■ Work item:
Reproduce word for word the stretch of the Initiative 1433 text from "Nonprofits leaders support" through "leaders, released yesterday.".

--- Extract provided Enclosed Below ---

More Than 30 Nonprofit Groups from Across Washington Endorse New Statement Supporting Initiative 1433 Because it’s Good for Their Mission, and Will Help Reduce Costly Turnover
SEATTLE – Today, more than 30 nonprofits from across the state signed a new statement in support of the Initiative 1433 campaign to raise the state minimum wage to $13.50 over four years and allow all workers to earn paid sick & safe leave.
Nonprofits leaders support Initiative 1433 because it will help lift Washington families out of poverty and create more opportunities for Washingtonians who are struggling to get by. Today’s new support letter follows another letter of support signed by national and state business leaders, released yesterday.
“The current state minimum wage is not enough for a single worker — let alone a working family — anywhere in the state of Washington,” said Marcy Bowers, director for the Statewide Poverty Action Network. “No one who works hard should live in poverty. Initiative 1433 will help lift thousands of families out of poverty, creating better pathways to the middle class and making Washington a better place to live, work and raise a family.”
Initiative 1433 will also allow all workers to earn paid sick & safe leave, which will improve the health of our communities and provide an important resource for survivors of domestic violence to take time off from work to seek safety or medical treatment without losing a paycheck. Initiative 1433 is endorsed by groups like the YWCA and the Washington State Coalition Against Domestic Violence.

--- End of Enclosed Extract provided ---
--- Data Enclosed Below ---

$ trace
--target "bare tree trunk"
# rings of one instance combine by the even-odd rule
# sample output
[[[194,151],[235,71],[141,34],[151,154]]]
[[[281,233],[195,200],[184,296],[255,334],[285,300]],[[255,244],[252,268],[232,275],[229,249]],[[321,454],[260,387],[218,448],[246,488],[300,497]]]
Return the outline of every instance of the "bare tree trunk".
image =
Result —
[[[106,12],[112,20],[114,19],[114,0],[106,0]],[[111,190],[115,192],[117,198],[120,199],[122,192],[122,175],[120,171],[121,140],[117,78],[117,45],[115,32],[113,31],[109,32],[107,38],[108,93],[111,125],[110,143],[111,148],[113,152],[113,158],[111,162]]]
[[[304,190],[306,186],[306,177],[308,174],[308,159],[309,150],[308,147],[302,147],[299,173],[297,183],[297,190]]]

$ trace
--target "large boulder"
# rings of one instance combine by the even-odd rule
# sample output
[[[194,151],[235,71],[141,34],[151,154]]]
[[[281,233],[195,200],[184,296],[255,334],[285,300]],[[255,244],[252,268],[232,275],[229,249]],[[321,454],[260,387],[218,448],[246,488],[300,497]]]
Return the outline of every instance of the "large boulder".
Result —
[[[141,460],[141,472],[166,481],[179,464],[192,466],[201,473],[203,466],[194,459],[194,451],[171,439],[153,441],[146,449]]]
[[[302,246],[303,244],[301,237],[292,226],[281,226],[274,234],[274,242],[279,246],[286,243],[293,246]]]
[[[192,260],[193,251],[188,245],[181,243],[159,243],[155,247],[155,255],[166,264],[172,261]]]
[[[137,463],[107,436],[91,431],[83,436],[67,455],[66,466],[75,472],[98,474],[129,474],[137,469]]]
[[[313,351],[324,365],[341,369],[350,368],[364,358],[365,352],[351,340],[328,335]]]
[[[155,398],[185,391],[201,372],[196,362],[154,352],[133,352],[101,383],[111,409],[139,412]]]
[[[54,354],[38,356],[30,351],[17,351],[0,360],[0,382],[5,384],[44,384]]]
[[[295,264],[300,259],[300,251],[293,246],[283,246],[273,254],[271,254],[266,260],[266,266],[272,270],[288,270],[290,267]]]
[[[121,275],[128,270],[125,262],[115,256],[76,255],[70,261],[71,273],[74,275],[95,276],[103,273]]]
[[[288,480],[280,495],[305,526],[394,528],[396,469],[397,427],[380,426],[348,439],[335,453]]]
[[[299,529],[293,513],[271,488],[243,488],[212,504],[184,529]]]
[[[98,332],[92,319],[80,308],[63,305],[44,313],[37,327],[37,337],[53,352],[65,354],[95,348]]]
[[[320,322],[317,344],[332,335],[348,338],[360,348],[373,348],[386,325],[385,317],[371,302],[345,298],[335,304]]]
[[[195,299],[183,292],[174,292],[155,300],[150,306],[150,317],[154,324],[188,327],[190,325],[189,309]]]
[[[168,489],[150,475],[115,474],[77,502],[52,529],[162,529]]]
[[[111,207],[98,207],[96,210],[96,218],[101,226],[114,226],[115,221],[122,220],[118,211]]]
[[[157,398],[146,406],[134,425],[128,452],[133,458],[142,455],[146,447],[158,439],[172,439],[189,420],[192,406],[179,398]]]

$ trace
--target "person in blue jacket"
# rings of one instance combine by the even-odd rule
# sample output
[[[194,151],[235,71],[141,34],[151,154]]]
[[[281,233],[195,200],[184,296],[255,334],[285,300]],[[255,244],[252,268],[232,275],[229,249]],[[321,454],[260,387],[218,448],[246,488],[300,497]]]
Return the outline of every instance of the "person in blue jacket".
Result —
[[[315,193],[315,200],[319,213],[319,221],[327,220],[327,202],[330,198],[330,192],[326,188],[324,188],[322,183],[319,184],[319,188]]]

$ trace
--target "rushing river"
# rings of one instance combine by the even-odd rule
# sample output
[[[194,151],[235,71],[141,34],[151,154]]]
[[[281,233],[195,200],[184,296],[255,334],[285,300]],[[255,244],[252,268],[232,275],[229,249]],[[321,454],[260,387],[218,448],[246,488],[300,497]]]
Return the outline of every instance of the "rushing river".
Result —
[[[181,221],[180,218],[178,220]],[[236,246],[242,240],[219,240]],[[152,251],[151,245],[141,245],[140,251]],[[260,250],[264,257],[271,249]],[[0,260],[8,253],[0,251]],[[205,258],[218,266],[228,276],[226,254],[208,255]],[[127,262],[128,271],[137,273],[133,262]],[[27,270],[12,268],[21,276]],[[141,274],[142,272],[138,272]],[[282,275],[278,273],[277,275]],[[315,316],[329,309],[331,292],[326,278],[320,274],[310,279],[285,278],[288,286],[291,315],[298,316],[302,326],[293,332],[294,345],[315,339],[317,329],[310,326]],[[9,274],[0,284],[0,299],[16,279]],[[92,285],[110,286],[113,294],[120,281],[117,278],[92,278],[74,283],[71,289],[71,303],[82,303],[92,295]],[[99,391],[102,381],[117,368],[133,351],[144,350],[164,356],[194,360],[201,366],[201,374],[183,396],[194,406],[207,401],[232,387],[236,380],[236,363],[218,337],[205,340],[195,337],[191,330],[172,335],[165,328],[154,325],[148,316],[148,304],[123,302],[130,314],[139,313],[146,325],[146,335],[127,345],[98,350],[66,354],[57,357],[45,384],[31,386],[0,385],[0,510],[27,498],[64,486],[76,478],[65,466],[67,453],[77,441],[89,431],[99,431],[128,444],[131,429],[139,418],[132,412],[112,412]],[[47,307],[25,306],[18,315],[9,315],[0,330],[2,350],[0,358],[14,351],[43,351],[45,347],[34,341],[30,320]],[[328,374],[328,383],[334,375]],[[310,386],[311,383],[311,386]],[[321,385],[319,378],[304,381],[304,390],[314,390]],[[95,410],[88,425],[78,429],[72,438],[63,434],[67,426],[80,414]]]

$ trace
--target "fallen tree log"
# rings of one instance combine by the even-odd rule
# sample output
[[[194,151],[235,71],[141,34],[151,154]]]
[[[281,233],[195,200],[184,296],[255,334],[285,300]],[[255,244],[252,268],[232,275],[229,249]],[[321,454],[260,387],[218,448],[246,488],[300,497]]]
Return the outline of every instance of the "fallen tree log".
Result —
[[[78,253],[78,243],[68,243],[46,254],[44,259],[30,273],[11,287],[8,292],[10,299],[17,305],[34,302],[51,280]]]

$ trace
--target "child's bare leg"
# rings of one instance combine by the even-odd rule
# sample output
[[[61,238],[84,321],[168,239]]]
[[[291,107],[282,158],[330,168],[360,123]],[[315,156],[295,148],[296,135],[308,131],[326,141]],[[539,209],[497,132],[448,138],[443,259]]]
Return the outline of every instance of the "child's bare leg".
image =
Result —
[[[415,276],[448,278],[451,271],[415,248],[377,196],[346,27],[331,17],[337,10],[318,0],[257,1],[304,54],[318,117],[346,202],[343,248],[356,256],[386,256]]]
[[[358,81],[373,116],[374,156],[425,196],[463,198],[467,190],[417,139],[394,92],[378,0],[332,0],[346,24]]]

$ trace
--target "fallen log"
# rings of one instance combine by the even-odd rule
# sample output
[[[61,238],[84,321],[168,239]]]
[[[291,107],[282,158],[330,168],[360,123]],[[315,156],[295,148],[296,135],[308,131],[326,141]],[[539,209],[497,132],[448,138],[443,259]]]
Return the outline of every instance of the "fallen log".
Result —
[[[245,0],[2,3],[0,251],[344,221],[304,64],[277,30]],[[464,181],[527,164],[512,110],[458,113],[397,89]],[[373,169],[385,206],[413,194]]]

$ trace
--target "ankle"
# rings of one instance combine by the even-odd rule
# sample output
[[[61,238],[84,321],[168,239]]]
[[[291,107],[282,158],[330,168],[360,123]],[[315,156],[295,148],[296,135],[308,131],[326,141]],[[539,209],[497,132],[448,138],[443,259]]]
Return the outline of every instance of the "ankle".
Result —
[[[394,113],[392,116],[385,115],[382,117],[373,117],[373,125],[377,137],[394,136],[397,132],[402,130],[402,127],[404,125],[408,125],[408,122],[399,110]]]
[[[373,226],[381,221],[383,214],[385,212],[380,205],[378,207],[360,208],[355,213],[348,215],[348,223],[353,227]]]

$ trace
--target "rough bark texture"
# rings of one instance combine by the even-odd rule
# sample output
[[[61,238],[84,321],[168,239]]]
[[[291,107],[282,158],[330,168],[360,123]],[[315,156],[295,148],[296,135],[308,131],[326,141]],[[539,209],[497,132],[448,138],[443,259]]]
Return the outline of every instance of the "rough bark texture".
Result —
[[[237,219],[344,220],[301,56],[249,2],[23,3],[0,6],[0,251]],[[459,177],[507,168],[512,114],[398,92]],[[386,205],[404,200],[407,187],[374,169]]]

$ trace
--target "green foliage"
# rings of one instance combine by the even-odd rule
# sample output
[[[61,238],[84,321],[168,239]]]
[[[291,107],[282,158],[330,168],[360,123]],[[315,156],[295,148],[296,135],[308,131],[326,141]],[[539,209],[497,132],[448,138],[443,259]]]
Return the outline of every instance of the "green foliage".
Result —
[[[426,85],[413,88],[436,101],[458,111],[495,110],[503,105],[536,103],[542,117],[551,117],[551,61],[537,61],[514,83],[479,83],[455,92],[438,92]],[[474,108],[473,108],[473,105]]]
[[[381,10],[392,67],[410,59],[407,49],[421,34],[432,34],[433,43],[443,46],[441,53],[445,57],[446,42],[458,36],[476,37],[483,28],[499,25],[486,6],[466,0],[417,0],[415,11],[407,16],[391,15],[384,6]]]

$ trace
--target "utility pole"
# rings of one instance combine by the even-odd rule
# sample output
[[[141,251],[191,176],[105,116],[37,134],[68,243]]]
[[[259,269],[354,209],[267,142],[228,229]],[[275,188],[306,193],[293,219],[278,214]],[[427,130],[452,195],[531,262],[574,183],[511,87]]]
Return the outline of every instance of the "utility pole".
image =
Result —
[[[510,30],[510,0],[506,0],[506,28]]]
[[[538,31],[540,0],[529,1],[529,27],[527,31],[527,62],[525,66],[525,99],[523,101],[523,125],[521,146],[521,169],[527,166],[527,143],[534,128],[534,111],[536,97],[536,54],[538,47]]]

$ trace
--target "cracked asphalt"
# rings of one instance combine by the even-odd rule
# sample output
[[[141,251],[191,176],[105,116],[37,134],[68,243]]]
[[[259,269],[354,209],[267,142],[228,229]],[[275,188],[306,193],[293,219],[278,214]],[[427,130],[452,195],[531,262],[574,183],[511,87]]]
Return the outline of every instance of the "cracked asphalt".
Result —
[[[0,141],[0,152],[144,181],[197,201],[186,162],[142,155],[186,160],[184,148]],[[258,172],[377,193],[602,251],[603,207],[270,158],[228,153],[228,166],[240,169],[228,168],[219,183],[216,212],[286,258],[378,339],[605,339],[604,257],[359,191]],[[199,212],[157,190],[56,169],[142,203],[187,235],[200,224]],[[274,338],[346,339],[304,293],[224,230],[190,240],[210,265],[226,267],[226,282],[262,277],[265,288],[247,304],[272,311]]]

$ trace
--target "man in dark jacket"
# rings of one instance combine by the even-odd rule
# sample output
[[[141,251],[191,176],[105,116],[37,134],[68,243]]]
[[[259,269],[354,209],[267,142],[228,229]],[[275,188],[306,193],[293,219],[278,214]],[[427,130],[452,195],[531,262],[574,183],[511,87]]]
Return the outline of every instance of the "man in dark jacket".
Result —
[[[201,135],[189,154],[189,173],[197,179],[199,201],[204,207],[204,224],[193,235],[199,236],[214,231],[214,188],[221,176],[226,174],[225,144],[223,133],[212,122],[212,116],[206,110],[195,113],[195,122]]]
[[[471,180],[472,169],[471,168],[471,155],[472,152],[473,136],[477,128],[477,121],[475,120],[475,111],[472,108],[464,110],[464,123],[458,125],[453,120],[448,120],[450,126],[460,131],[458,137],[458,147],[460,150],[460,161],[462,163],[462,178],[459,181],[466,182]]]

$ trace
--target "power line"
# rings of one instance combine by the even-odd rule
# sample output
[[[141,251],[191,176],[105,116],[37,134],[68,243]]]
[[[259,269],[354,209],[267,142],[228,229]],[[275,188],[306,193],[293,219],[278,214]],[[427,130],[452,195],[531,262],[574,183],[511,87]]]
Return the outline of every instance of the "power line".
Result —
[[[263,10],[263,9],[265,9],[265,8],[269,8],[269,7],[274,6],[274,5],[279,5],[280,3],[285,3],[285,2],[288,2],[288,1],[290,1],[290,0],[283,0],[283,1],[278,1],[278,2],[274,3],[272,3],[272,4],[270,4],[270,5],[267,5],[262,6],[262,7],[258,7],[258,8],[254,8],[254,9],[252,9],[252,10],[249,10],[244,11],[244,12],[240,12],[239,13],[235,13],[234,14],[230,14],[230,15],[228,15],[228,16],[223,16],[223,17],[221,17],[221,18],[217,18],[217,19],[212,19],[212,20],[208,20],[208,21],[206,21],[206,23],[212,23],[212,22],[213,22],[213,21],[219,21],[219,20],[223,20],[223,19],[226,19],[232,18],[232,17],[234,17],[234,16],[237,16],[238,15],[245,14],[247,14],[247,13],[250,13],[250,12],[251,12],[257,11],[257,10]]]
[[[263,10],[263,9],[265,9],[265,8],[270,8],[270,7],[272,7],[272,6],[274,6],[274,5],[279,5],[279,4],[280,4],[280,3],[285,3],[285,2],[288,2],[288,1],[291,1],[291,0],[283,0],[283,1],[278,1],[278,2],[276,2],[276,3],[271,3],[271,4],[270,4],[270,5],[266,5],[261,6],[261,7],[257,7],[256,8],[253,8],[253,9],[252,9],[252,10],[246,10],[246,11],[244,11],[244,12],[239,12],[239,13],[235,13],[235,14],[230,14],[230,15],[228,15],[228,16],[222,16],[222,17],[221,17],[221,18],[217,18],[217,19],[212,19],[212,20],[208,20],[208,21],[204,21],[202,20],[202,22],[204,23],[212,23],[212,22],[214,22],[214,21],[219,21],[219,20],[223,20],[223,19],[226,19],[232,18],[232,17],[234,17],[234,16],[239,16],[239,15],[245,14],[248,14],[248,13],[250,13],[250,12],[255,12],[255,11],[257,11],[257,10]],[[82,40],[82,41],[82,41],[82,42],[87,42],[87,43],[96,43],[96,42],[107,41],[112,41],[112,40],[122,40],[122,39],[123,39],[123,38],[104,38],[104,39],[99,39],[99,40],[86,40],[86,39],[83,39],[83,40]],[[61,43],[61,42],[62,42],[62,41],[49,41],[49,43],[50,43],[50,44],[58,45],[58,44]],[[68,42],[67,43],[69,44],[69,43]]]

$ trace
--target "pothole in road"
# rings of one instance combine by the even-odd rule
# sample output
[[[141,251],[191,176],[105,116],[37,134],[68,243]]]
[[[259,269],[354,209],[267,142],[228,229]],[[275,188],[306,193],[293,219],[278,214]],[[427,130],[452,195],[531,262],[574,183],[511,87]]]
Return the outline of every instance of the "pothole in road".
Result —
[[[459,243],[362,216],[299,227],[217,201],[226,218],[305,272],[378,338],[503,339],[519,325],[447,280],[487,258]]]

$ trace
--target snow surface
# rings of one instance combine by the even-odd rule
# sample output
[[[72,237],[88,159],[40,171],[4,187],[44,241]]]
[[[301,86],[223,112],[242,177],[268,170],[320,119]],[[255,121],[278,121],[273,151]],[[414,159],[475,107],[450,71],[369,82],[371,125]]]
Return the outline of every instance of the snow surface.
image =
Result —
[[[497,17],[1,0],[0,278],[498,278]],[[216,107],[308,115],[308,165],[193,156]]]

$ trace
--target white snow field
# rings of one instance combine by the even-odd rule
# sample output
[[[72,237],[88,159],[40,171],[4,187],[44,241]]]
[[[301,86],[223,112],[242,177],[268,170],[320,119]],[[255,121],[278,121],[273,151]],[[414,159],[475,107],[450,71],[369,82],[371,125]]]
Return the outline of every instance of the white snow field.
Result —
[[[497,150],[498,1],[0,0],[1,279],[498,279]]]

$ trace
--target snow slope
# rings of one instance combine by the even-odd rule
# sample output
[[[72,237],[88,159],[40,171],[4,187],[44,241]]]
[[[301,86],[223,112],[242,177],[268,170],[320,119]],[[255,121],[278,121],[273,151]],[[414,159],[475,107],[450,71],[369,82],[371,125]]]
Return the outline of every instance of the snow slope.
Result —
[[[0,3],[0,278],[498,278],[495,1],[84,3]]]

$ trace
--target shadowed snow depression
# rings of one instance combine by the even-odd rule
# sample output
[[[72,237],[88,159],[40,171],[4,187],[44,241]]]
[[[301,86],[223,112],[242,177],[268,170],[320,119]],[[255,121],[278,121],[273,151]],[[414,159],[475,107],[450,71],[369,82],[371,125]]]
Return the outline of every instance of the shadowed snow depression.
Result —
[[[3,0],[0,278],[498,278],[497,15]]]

--- End of Enclosed Data ---

■ Reply:
Nonprofits leaders support Initiative 1433 because it will help lift Washington families out of poverty and create more opportunities for Washingtonians who are struggling to get by. Today’s new support letter follows another letter of support signed by national and state business leaders, released yesterday.